Tasks and exercises:
**A)** In the records, start at the line that has "Where can the street" and continue through the end of the records. Rewrite only those lines, changing "lamp post" to "lamppost" and leaving everything else the same.
**B)** Pick up the devotional on Jesus as our pleasure from its last sentence and continue it.

Saturday, January 8, 2011

January 6, 2011

"As soon as Jesus was baptized, he went up out of the water. At that moment heaven was opened, and he saw the Spirit of God descending like a dove and lighting on him. And a voice from heaven said, “This is my Son, whom I love; with him I am well pleased.” (Matthew 3:16-17)

Maybe this phrase has almost fallen out of use completely, but occasionally I still hear a waitress or a barkeep ask, "what's your pleasure?" Spiritually speaking, if we carefully considered it, our answer to the question "what's your pleasure?" would be the old safe Sunday School default answer to any religious question - "Jesus." And boy would we be right! Offer anything in the world and put it next to Jesus and you can "Take the world, but give me Jesus." Jesus, the one whom God is well pleased with, is also our pleasure. Jesus is our greatest and purest pleasure.

"Hence, all earthly treasure! Jesus is my pleasure; Jesus is my choice.
Hence, all empty glory! Naught to me thy story, told with tempting voice.
Pain or loss or shame or cross, shall not from my Savior move me, since he deigns to love me." (CW 349:4)

The very reason Jesus is our purest pleasure, is because the only reason God the Father can be well pleased with us, is because of Jesus and what Jesus did for us. When we have faith in what Jesus has done for us, we are pleasing to God, but "without faith it is impossible to please God." (Hebrews 11:6) Without Jesus we have nothing to have faith in. With Jesus and through faith in Jesus - who accomplished well the will and purpose of God the Father, which was to make us holy - we are pleasing in the Father's sight. What God's will was, and what God was pleased with was the sacrifice that Jesus made for us all. "[Jesus] said, “Sacrifices and offerings, burnt offerings and sin offerings you [God the Father] did not desire, nor were you pleased with them” (although the law required them to be made). Then [Jesus] said, “Here I am, I have come to do your will.” And by that will, we have been made holy through the sacrifice of the body of Jesus Christ once for all. (Hebrews 10:8-10)

Records for this exercise:
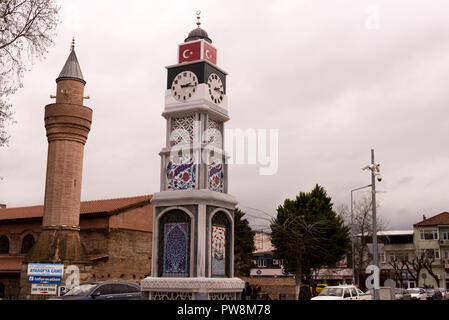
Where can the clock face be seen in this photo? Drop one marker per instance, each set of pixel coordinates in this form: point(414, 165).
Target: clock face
point(216, 90)
point(184, 85)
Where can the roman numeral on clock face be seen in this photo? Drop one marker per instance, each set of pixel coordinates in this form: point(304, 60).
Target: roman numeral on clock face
point(215, 85)
point(184, 86)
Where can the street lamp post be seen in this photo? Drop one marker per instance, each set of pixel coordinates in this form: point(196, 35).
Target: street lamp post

Per-task answers:
**A)**
Where can the street lamppost be seen in this photo? Drop one marker per instance, each set of pixel coordinates in this form: point(196, 35).
Target: street lamppost

**B)**
God the Father was pleased that Jesus would accomplish His will, His good pleasure, which was to make us holy through Jesus Christ's sacrifice. "And he made known to us the mystery of his will according to his good pleasure, which he purposed in Christ," (Ephesians 1:9) God the Father was also well pleased with Jesus and His execution of His will and execution of His plan for our salvation. Right before Jesus began his public ministry leg of winning for us Salvation, the Father expressed His vote of confidence in Jesus to carry out the plan - at Jesus' baptism: "And a voice from heaven said, “This is my Son, whom I love; with him I am well pleased.” Right before Jesus began his Passion leg of winning for us Salvation the Father again expressed His vote of confidence in Jesus to carry out the plan - at the Transfiguration: While [Peter] was still speaking [to Jesus], a bright cloud enveloped them, and a voice from the cloud said, “This is my Son, whom I love; with him I am well pleased. Listen to him!” (Matthew 17:5) Because God was well pleased with Jesus' substitutionary life and because God was well pleased with Jesus sacrificial death, we are now pleasing to God. And because we are now pleasing to God, we are well pleased with Jesus and the work He did for us. Jesus is our greatest pleasure.

“This is my Son, whom I love; with him I am well pleased.” God the Father knew what had to be done to save us, and God the Son did well what had to be done to save us. And with this God was well pleased. "What's our pleasure?" Our answer will agree with the words of the hymnist - "what pleases God, that pleases me!" Jesus is God's pleasure, and because God is also well pleased with us who have faith in Jesus, Jesus is our pleasure too!

"God knows what must be done to save me;
His love for me will never cease.
Upon His hands He did engrave me,
With purest gold of loving grace.
His will supreme must ever be;
What pleases God, that pleases me." (CW 414:2)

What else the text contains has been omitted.